• [WRITTEN TASK]:
How many lines of the data contain the word "stone"? Case counts; reply with the number alone.

• [DATA ROWS]:
========
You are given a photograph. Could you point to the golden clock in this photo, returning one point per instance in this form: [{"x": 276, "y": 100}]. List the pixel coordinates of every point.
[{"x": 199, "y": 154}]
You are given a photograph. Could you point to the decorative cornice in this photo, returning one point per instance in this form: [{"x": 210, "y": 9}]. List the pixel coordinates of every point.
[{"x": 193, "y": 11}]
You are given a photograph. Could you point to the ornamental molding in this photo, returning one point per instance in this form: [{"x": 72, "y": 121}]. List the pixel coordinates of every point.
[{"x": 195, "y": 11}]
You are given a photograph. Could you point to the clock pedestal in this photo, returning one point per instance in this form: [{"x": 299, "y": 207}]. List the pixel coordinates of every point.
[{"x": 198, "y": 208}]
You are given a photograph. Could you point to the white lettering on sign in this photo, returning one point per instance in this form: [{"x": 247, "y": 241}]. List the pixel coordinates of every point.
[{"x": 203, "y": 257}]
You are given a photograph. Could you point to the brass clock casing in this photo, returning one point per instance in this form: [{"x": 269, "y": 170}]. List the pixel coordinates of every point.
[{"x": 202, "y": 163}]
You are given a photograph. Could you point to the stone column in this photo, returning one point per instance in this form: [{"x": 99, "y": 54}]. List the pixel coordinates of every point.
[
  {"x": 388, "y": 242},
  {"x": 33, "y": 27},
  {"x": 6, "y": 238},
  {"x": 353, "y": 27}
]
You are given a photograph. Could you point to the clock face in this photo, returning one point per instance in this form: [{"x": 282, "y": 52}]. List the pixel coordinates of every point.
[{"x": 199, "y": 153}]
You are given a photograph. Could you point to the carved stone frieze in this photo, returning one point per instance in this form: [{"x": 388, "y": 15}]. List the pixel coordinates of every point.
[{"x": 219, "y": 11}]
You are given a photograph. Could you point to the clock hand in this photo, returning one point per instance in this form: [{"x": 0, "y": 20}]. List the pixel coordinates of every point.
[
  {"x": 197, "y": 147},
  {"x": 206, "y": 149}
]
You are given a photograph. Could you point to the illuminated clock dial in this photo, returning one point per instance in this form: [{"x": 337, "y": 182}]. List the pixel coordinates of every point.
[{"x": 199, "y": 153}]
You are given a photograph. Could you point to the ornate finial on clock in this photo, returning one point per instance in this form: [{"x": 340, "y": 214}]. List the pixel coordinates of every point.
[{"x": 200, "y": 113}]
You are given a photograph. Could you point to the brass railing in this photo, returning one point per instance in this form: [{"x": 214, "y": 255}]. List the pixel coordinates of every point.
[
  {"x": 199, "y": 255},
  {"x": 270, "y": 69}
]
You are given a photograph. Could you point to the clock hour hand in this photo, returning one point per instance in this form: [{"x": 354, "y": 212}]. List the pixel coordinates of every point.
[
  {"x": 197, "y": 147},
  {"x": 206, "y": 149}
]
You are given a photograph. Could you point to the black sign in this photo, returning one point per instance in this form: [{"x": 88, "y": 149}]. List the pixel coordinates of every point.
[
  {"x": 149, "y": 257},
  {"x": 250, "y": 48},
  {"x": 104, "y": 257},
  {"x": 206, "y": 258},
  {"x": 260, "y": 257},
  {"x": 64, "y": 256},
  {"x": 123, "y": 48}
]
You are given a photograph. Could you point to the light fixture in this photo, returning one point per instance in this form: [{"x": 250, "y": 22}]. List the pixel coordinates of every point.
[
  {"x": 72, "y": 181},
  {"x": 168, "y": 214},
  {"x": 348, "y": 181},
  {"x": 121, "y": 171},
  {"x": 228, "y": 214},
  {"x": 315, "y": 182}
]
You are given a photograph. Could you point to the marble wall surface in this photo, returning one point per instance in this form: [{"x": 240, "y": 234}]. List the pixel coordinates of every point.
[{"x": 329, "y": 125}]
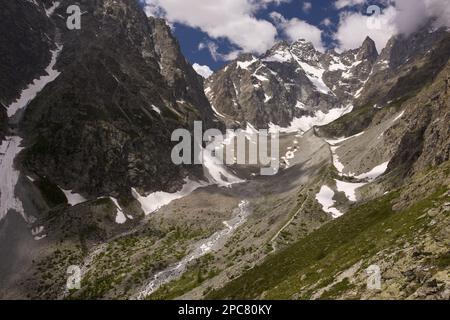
========
• [RESULT OF THE TASK]:
2